Jingtang Li (Xin Hong), MPhil: The Metaphysics of Western and Eastern Non-Interferential Natural Order Thinking — Using Laozi’s Wu Wei to Ground Nozick’s Minimal State
In our Daoist Studies section, today we present a summary of an important contemporary contribution by the researcher and Daoist practitioner Jingtang Li (Xin Hong), whose work opens a remarkable dialogue between the classical Daoist philosophy of Laozi and the Western political philosophy of Robert Nozick.
The author demonstrates that the principle of Wu Wei (無為) understood as non-coercive action and non-forcible interference with the natural order is not merely a spiritual or ethical guideline, but a profound metaphysical foundation for understanding spontaneous social order, individual liberty, and the limited role of government. The article brings the Daoist concepts of Dao (道), Ziran (自然), De (德), and Tiandao (天道) into dialogue with contemporary political philosophy, creating a valuable bridge between Eastern and Western intellectual traditions.
This original and insightful study represents a significant contribution to contemporary Daoist scholarship and will be of interest not only to researchers, but also to all readers interested in philosophy, society, and the enduring relevance of Laozi's wisdom.
We warmly invite our readers to explore the full article, published in the journal Daoist Doctrines and Teachings (道教義理), available on the official Daojiao Yili website, where the complete version of the author's research can be accessed.
Editorial Board
Daoist Research Centre of the Slovenian Daoist Temple (DRC SDT)
About the author
Mr. Jingtang Li (Xin Hong) is a practitioner and researcher at the Wuhan Changchun Daoist Temple, where he serves as Lead for International Affairs. He is a formal disciple of Master Wu Cheng Zhen, the first female Fangzhang (Abbot) in Daoist history and Chairperson of the Hubei Provincial Daoist Association. He also serves as Cultural Consultant for the Mexico Daoist Association.
Bridging the gap between ancient Eastern wisdom and modern Western governance, Mr. Li holds an MPhil in Political Economy from King’s College London (specialisation: Neo-liberalism) and a BA (Hons) First-Class from the United Kingdom, awarded on a Full Scholarship. His research focuses on the philosophical synthesis of Daoist Wu Wei and contemporary political-economic frameworks.
The editorial board of Daoist Doctrines and Teachings (道教義理) considers this work a significant contribution to the contemporary study of Daoist political philosophy in dialogue with Western philosophical traditions.
Overview
This paper undertakes a comparative metaphysical investigation into one of the deepest structural convergences in the history of political philosophy: the shared commitment to non-interference with spontaneous natural order that runs through Laozi’s Daoist philosophy and Robert Nozick’s libertarian theory of the Minimal State. Bringing the two traditions into sustained dialogue, the paper argues that Nozick’s entitlement theory finds a deeper metaphysical grounding in the Daoist ontology of the Way (Dao, 道) than in the Western liberal tradition alone.
The apparent tension between Nozick’s atomistic individualism and Laozi’s cosmological holism dissolves, the paper contends, once the Daoist concept of the individual as a natural emergence from the primordial void (xu, 虛) is properly understood. Both traditions share a fundamental distrust of artificial, centralised intrusion into the spontaneous order of human social life — and both arrive at the same conclusion by different paths: the good social order is one that allows nature to govern itself.

[Rows from a pointing dataset]
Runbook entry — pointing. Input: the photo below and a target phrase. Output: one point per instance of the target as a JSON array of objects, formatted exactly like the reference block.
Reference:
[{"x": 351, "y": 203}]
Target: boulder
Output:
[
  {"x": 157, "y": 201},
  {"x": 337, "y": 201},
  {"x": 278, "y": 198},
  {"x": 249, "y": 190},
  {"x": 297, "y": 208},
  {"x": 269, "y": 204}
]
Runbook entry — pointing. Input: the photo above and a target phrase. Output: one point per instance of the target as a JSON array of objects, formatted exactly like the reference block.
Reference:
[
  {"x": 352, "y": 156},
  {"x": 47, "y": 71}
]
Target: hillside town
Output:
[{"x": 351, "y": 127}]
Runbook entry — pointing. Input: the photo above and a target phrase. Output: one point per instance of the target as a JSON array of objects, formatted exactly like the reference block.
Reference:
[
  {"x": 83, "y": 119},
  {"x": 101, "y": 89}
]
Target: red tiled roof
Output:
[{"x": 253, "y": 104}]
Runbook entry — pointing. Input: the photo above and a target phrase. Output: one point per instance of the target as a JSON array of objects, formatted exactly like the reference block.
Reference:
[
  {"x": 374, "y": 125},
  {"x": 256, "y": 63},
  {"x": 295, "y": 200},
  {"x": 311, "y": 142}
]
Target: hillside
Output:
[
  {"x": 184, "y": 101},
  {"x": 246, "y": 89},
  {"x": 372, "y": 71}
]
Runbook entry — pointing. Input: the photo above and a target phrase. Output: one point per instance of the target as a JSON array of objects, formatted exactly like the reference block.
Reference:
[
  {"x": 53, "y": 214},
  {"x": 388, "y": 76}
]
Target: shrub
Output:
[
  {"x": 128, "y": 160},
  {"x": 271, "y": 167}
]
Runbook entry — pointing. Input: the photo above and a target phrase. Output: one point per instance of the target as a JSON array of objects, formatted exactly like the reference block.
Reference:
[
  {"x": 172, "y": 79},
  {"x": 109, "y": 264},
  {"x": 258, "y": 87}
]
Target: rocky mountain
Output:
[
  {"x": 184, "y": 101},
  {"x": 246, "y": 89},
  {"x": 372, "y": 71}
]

▶ **Tasks to complete**:
(a) Answer these from the Laozi and Nozick summary:
(i) At which temple does Jingtang Li work, and in what role?
(ii) What degree does he hold from King's College London, and in what field?
(iii) In the overview, what is the primordial void from which the individual emerges called?
(b) From the Laozi and Nozick summary, write out the part starting with "Bridging the gap" and going on through "contemporary political-economic frameworks.", switching "Neo-liberalism" to "Classical Liberalism".

▶ **Results for the exercise**:
(a)
(i) The Wuhan Changchun Daoist Temple, where he serves as Lead for International Affairs.
(ii) An MPhil in Political Economy.
(iii) Xu (虛).

(b)
Bridging the gap between ancient Eastern wisdom and modern Western governance, Mr. Li holds an MPhil in Political Economy from King’s College London (specialisation: Classical Liberalism) and a BA (Hons) First-Class from the United Kingdom, awarded on a Full Scholarship. His research focuses on the philosophical synthesis of Daoist Wu Wei and contemporary political-economic frameworks.